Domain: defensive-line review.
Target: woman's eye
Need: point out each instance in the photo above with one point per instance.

------------------------------------------------------------------------

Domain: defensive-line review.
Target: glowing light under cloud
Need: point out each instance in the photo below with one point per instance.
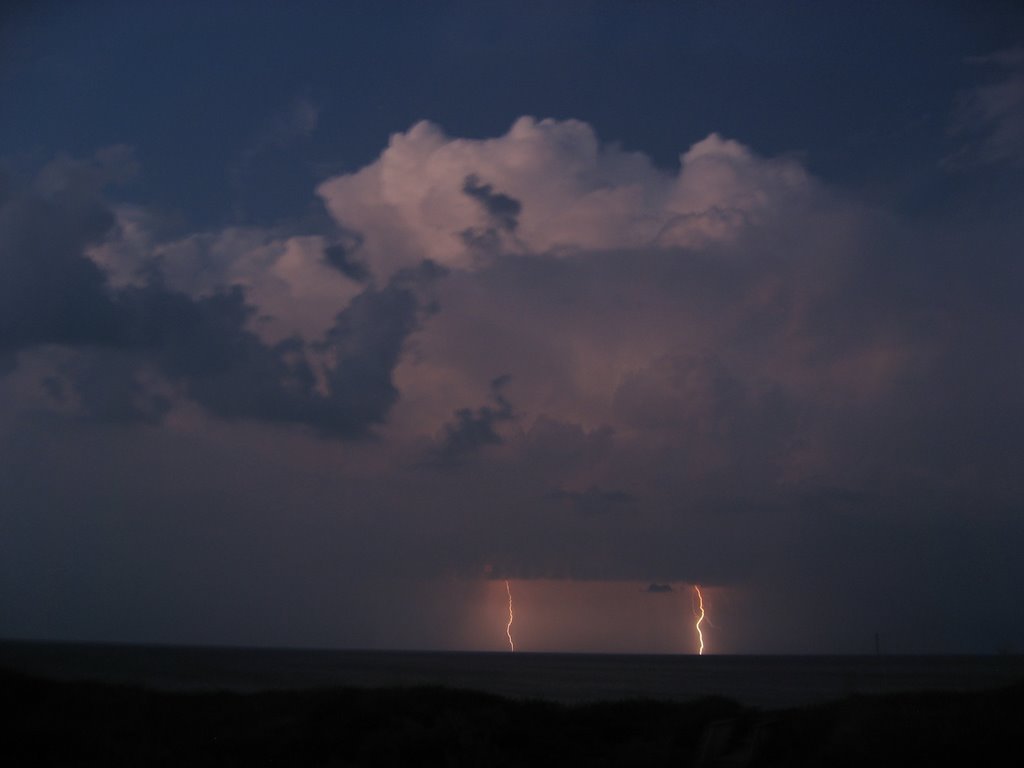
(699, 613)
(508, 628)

------------------------------------------------------------------------

## [Exercise]
Only the lines above starting with the one with "Target: woman's eye" and going through the one with "Need: point out each instance in the photo above" are to be copied, word for word and with both ends kept.

## [Output for this task]
Target: woman's eye
Need: point out each instance in the photo above with one point per instance.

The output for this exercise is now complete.